> _PROBLEM TO SOLVE_
With no line left out, restate the data word for word.
'''
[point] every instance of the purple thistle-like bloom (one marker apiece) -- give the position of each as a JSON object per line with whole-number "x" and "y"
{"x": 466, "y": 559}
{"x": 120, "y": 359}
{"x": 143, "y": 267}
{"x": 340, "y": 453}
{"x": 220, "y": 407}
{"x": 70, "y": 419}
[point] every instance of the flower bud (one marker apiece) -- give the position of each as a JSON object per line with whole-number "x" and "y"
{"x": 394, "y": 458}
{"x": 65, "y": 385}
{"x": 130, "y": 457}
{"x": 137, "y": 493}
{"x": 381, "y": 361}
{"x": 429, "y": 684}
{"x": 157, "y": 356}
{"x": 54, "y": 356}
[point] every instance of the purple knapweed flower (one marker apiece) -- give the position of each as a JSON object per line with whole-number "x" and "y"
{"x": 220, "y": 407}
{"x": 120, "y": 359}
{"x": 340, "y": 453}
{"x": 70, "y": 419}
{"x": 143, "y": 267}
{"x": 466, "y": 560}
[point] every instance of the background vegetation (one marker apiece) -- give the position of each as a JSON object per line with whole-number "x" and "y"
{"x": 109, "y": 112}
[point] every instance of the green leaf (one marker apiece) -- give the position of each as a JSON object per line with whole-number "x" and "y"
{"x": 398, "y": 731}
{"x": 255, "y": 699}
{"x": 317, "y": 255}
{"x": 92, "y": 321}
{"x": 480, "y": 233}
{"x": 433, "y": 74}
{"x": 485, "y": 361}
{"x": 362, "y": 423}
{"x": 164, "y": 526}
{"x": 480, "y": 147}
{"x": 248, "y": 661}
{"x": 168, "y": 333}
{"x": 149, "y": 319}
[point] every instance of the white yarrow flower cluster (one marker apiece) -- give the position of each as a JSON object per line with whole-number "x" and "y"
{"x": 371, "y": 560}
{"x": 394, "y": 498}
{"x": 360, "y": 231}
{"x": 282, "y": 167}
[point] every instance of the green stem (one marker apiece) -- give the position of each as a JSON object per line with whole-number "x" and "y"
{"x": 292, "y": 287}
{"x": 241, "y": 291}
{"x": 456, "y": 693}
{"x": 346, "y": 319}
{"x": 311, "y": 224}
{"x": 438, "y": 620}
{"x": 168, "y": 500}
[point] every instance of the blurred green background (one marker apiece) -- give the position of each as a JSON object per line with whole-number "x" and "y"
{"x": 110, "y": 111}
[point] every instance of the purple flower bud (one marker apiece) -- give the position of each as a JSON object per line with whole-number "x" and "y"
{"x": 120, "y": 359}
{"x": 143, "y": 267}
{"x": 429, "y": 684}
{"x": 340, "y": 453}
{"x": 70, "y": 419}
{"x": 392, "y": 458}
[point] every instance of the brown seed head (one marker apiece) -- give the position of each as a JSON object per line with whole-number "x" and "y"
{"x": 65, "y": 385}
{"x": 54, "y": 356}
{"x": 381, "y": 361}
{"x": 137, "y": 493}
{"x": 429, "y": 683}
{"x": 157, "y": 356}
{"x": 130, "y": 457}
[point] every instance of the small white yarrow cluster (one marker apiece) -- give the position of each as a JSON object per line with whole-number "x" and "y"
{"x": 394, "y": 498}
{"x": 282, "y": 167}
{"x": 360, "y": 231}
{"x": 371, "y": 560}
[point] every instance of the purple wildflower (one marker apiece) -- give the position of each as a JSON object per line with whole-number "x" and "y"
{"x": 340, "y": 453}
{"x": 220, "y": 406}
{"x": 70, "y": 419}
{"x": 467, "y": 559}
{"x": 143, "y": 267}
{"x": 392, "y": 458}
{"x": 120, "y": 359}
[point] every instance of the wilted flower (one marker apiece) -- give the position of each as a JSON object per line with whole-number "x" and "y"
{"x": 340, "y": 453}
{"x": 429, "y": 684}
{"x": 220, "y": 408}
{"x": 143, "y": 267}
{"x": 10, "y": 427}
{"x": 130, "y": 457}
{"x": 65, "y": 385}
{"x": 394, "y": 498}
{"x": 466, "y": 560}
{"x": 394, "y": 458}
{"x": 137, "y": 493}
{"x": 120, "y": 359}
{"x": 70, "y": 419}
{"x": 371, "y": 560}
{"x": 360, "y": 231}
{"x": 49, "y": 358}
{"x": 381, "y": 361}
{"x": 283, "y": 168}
'''
> _COMPLETED EXERCISE_
[point] every instance of the purple thistle-like bloom (one marker apiece) -- give the position of each as a JSON object per line with whole-number "x" and "y"
{"x": 466, "y": 559}
{"x": 120, "y": 359}
{"x": 143, "y": 267}
{"x": 340, "y": 453}
{"x": 220, "y": 407}
{"x": 70, "y": 419}
[point] every instance of the flower bud (one marker apiece) -- give the position of each as a JSON object per line with whole-number "x" and "y"
{"x": 394, "y": 458}
{"x": 65, "y": 385}
{"x": 130, "y": 457}
{"x": 137, "y": 493}
{"x": 381, "y": 361}
{"x": 429, "y": 684}
{"x": 157, "y": 356}
{"x": 54, "y": 356}
[point] every instance of the purple knapweed flower (one marker apiece) -- give the position of each as a JSON object per line with whole-number "x" and "y"
{"x": 220, "y": 407}
{"x": 120, "y": 359}
{"x": 340, "y": 453}
{"x": 70, "y": 419}
{"x": 143, "y": 267}
{"x": 466, "y": 560}
[point] every instance of the background vegetation (one marker apiece) -- give the position of each as a JSON object per line with whole-number "x" and "y"
{"x": 109, "y": 112}
[point] every instance of the green leaf (one marker apiece) -- give the position of each as a JSON object per line with whole-number "x" and "y"
{"x": 398, "y": 731}
{"x": 255, "y": 699}
{"x": 317, "y": 255}
{"x": 92, "y": 321}
{"x": 480, "y": 233}
{"x": 433, "y": 74}
{"x": 485, "y": 361}
{"x": 362, "y": 423}
{"x": 164, "y": 526}
{"x": 480, "y": 147}
{"x": 248, "y": 661}
{"x": 168, "y": 333}
{"x": 149, "y": 319}
[point] every instance of the white yarrow flower cluster (one marker apiece) -- give the position of each as a JSON object per line with whole-number "x" and "y"
{"x": 371, "y": 560}
{"x": 394, "y": 498}
{"x": 360, "y": 231}
{"x": 282, "y": 167}
[point] every instance of the green stem (one marker apiece) -- give the position of each as a JSON object per line with whole-number "x" and "y"
{"x": 292, "y": 287}
{"x": 241, "y": 291}
{"x": 456, "y": 693}
{"x": 346, "y": 319}
{"x": 311, "y": 224}
{"x": 438, "y": 620}
{"x": 168, "y": 500}
[point] every instance of the blurred green background (one marker apiece) -- give the position of each as a JSON object per line with whole-number "x" and "y"
{"x": 110, "y": 111}
[point] every instance of the purple flower bud (one marker apiece) -- give the position of each as a JSON object per line with whole-number "x" and "y"
{"x": 120, "y": 359}
{"x": 143, "y": 267}
{"x": 429, "y": 684}
{"x": 340, "y": 453}
{"x": 70, "y": 419}
{"x": 392, "y": 458}
[point] every instance of the brown seed head (one marker apiece) -- give the position of each as a JSON object per line with whole-number "x" and "y"
{"x": 65, "y": 385}
{"x": 54, "y": 356}
{"x": 381, "y": 361}
{"x": 137, "y": 493}
{"x": 429, "y": 683}
{"x": 157, "y": 356}
{"x": 130, "y": 457}
[point] every instance of the small white yarrow cluster (one marker apiece) -- give the position of each as a JSON object per line with whole-number "x" and "y"
{"x": 394, "y": 498}
{"x": 282, "y": 167}
{"x": 360, "y": 231}
{"x": 371, "y": 560}
[point] every instance of the purple wildflower (one marker apiece) -- give the position of each as a JSON object per line with whole-number "x" and "y"
{"x": 340, "y": 453}
{"x": 220, "y": 406}
{"x": 70, "y": 419}
{"x": 467, "y": 559}
{"x": 143, "y": 267}
{"x": 392, "y": 458}
{"x": 120, "y": 359}
[point] every instance of the wilted flower (one marker apiece) -- give the position of each as a JSON object per line with whole-number "x" and "y"
{"x": 340, "y": 453}
{"x": 429, "y": 684}
{"x": 220, "y": 408}
{"x": 143, "y": 267}
{"x": 10, "y": 427}
{"x": 130, "y": 457}
{"x": 65, "y": 385}
{"x": 394, "y": 498}
{"x": 466, "y": 560}
{"x": 394, "y": 458}
{"x": 137, "y": 493}
{"x": 120, "y": 359}
{"x": 70, "y": 419}
{"x": 371, "y": 560}
{"x": 360, "y": 231}
{"x": 49, "y": 358}
{"x": 381, "y": 361}
{"x": 283, "y": 168}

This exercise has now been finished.